Boundary labeling items:
========

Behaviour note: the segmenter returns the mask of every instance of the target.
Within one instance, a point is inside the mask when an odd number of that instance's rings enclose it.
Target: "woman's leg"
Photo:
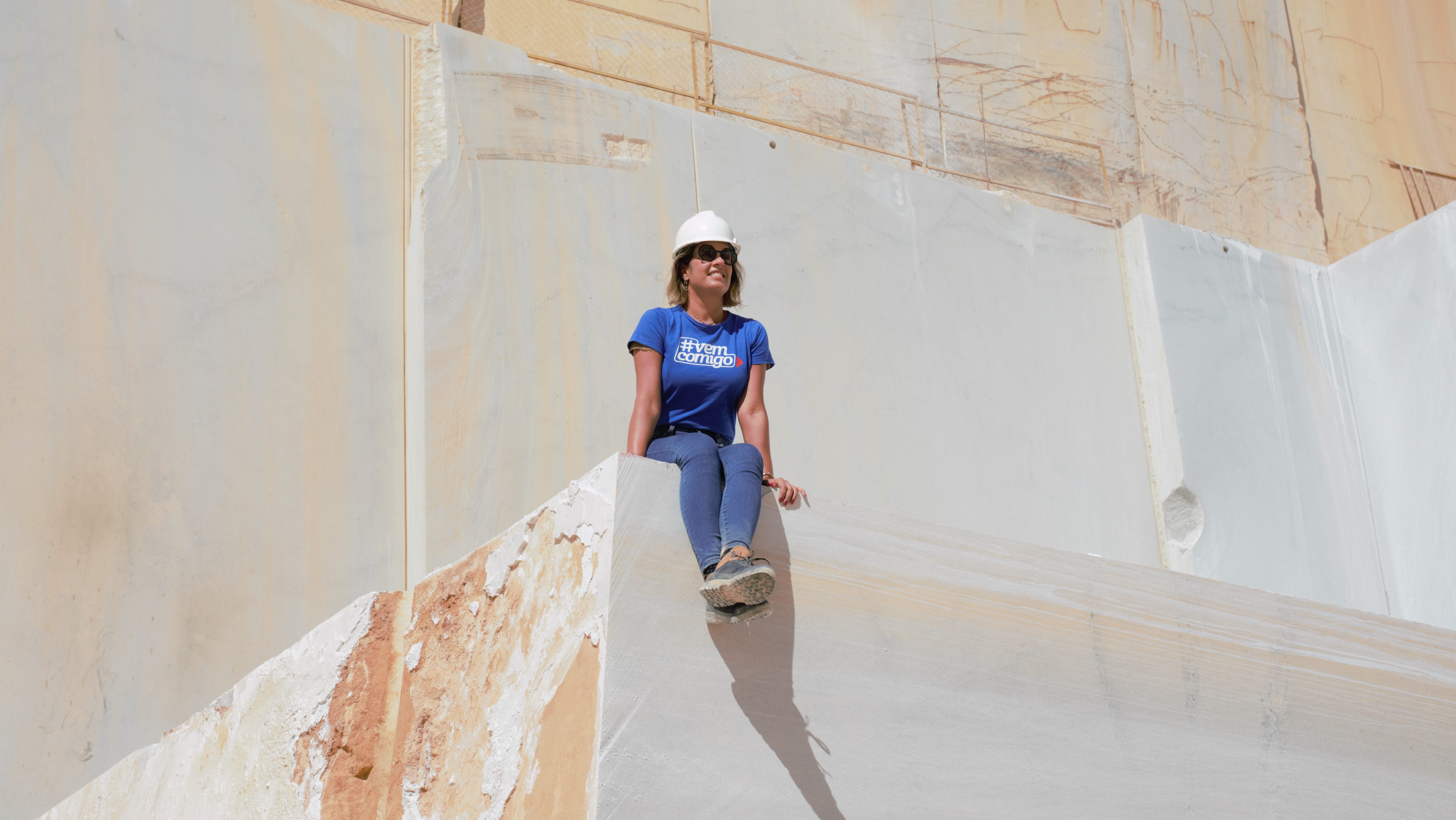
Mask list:
[[[763,456],[753,444],[729,444],[718,450],[724,470],[724,500],[718,533],[724,549],[748,548],[759,529],[763,501]]]
[[[773,591],[773,568],[767,562],[754,564],[748,549],[759,529],[763,456],[753,444],[729,444],[718,450],[718,460],[724,472],[724,500],[718,510],[724,556],[697,591],[716,607],[766,607]]]
[[[754,450],[757,452],[757,450]],[[677,500],[683,510],[687,540],[693,543],[697,568],[708,571],[721,552],[718,519],[722,508],[724,473],[718,443],[702,433],[664,435],[646,446],[646,457],[677,465],[683,470]]]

========

■ PROBLEM DESCRIPTION
Write out every item above word for word, leaving out the pictures.

■ FINAL ANSWER
Behaviour note: the segmenter returns the mask of every instance of the target.
Within one instance, a point is inside the mask when an odd number of that instance's rings enclose it.
Target: "woman's leg"
Photo:
Mask list:
[[[763,456],[753,444],[729,444],[718,450],[724,470],[724,500],[718,533],[724,549],[748,548],[759,529],[763,501]]]
[[[773,591],[773,568],[767,562],[754,564],[748,549],[759,529],[763,456],[753,444],[729,444],[718,450],[718,460],[724,472],[724,500],[718,510],[724,556],[697,591],[716,607],[766,607]]]
[[[754,450],[757,452],[757,450]],[[677,500],[683,510],[687,540],[693,543],[697,568],[708,571],[721,552],[718,519],[722,508],[724,473],[718,443],[702,433],[664,435],[646,446],[646,457],[677,465],[683,470]]]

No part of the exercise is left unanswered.